Extracted records

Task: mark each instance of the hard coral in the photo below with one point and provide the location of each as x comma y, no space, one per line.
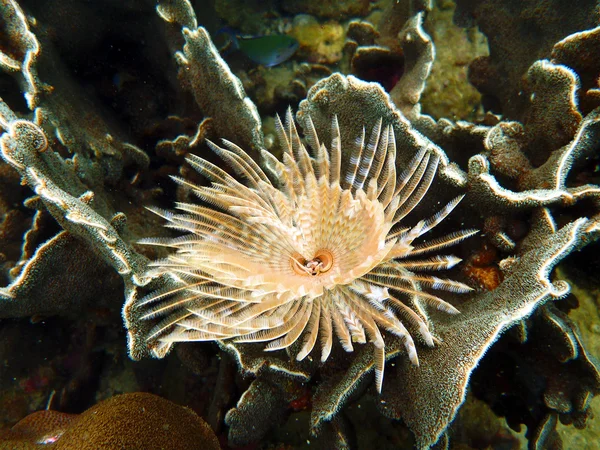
322,251
137,421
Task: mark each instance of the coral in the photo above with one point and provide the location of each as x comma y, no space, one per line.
75,189
319,42
519,33
133,421
327,9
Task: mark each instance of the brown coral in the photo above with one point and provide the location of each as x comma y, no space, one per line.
133,421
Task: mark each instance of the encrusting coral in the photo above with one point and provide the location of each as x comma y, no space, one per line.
262,260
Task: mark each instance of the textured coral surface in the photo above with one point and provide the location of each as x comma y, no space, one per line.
495,103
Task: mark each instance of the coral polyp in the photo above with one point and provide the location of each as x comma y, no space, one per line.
316,250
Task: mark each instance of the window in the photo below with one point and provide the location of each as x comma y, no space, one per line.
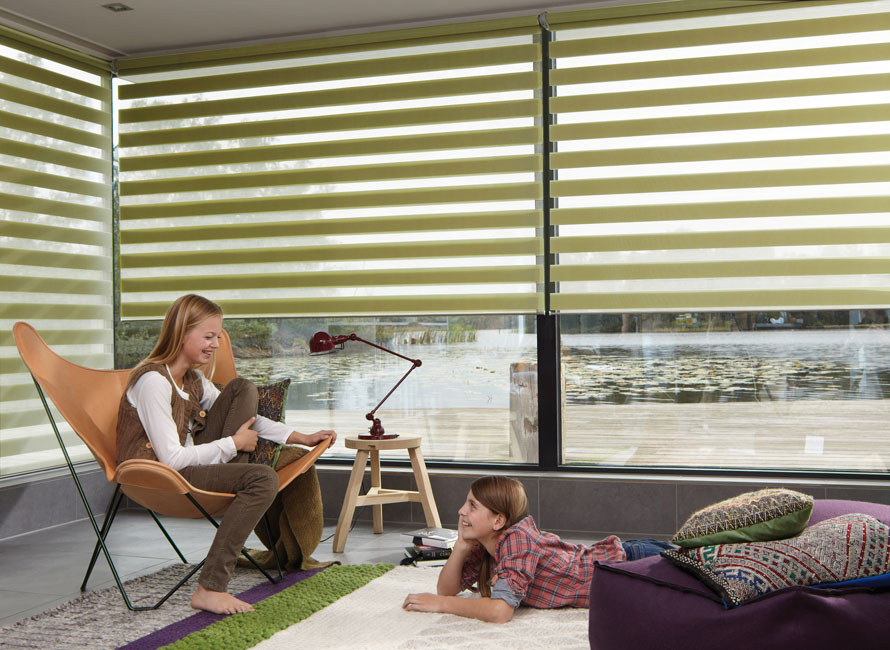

Problem details
How many lines of the preceding data contain the word "above"? Give only the number.

Correct response
5